#### Textauszug
==============================

Ein paar Beispiele von den Mode- und Stoffmessen im Januar zeigen die Themen, mit denen die Branche experimentiert.
Zum einen ist festzustellen, dass die Messen selbst nachhaltiger werden wollen. Die Veranstalter wollen ihren CO²-Fussabdruck erheblich reduzieren und setzen sich Ziele, künftig klimaneutral zu werden. Dabei stehen der Energieverbrauch, Zero-Waste-Konzepte und der Verkauf von Bioprodukten auf der Agenda. Vorreiter ist hier die Copenhagen Fashion Week.
Copenhagen Fashion Week – Sustainable Action Plan 2020-2022
Einen ehrgeizigen Plan verfolgen die Messeveranstalter in Kopenhagen. Sie wollen in den nächsten drei Jahren die Auswirkungen auf die Umwelt um 50 % reduzieren und dabei komplett abfallfrei werden. Außerdem wurden Teilnahmestandards festgelegt, die für jeden Aussteller gelten und nach einem Punktesystem klassifiziert werden. Unter anderem sollen die Hersteller unverkaufte Kleidung nicht mehr vernichten, mindestens 50 % der Kleidung soll aus biozertifizierten Stoffen oder recycelten Materialen hergestellt sein. Verpackungsmaterial soll nachhaltig sein und für die Fashion-Shows sollen Zero-Waste-Sets entworfen werden.

==============================

#### Gespeicherte Daten
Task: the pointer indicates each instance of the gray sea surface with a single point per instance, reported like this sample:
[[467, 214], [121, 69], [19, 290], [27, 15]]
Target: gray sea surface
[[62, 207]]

==============================

#### Aufgaben
1 – Beantworte anhand des Textauszugs:
(a) In welchem Monat fanden die genannten Mode- und Stoffmessen statt?
(b) Welche Veranstaltung gilt laut Textauszug als Vorreiter?
(c) Um wie viel Prozent und in welchem Zeitraum wollen die Veranstalter in Kopenhagen die Auswirkungen auf die Umwelt reduzieren?
2 – Nenne bitte alle Punkte, die laut Textauszug bei den Messen auf der Agenda stehen.

#### Vollständige Antworten
1 –
(a) Im Januar.
(b) Die Copenhagen Fashion Week.
(c) Um 50 % in den nächsten drei Jahren.

2 –
- Energieverbrauch
- Zero-Waste-Konzepte
- Verkauf von Bioprodukten